[GIVEN TEXT — start]

In the summer of 1977, before heading west to play No. 1 singles for Stanford, McEnroe went to England to try to qualify for Wimbledon as an unseeded player. The pudgy, unknown 18-year-old stunned the sports world, making it all the way to the semifinals -- the first qualifier to ever do so -- before losing to Connors in straight sets. The next year, as a freshman, McEnroe was tennis' collegiate champion and was soon challenging Connors and Borg, who were dueling to be ranked the world's greatest player. Meantime, McEnroe's temper had exploded enough times -- and in close enough proximity to the court's microphones -- that he soon supplanted the roguish and sometimes crude Connors as public enemy No. 1.

[GIVEN TEXT — finish]
[GIVEN RECORDS — start]

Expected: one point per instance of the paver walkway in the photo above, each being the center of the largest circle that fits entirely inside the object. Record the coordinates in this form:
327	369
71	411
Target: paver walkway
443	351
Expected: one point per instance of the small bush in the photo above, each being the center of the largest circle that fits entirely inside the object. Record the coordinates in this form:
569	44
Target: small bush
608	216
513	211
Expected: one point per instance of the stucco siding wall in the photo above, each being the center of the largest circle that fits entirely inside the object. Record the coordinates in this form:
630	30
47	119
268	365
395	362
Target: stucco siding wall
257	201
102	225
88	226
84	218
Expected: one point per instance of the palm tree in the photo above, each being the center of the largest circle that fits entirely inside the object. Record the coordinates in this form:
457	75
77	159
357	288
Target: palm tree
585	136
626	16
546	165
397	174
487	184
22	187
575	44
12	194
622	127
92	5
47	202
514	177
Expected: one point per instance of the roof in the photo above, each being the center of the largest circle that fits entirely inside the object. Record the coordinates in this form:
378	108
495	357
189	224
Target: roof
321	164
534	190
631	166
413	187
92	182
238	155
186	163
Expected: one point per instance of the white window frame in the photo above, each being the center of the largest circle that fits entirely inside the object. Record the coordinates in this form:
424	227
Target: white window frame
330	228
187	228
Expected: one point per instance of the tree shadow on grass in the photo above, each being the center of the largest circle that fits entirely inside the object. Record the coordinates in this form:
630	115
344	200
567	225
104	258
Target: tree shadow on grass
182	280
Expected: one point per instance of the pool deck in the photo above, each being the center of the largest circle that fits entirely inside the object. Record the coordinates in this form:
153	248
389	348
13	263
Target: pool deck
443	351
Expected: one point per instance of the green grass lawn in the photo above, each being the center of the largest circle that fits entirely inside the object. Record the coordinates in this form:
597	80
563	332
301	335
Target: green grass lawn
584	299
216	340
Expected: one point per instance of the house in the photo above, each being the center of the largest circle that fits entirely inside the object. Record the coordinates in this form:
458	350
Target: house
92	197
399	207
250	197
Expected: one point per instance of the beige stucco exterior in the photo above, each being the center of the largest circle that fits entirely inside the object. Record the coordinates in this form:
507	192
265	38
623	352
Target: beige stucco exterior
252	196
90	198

[GIVEN RECORDS — finish]

## YOUR TASKS:
1 > Answer these questions using the McEnroe passage:
(a) In what summer did McEnroe go to England to try to qualify for Wimbledon?
(b) Who defeated McEnroe in the Wimbledon semifinals, and how?
(c) What did McEnroe become as a freshman?
2 > Pick up the passage about McEnroe's early tennis career after its final sentence and keep writing.
The items above have no role in this work.

## ANSWERS FOR EACH ITEM:
1 >
(a) The summer of 1977.
(b) Connors defeated him in straight sets.
(c) Tennis' collegiate champion.

2 >
Certain catchphrases became legendary, launched like verbal artillery at blank-faced umpires. There was, "You cannot be serious!" or "Answer the question! The question!" the last word emphasized with as much venom as words alone can contain. There was the time at the French Open when he screamed, "I hate this country!" and the time he told a tournament referee to "go fuck your mother." And there was the inevitable contrition afterward. "I know I've got a problem," he told his biographer Evans, author of 1990's "McEnroe: Taming the Talent." "When I walk out there on court, I become a maniac ... Something comes over me, man."

Yet the talent and the temperament seemed to work hand in hand. In exploding, McEnroe would create a drama with himself at its epicenter and, by raising the stakes, he'd more often than not raise the level of his play, as suggested by his first wife, the actress Tatum O'Neal. "All those negative responses, like 'I'm going to win because the crowd hates me, people hate me; I've got to beat the crowd, beat the officials,'" she lamented to Evans. "He makes life so difficult for himself."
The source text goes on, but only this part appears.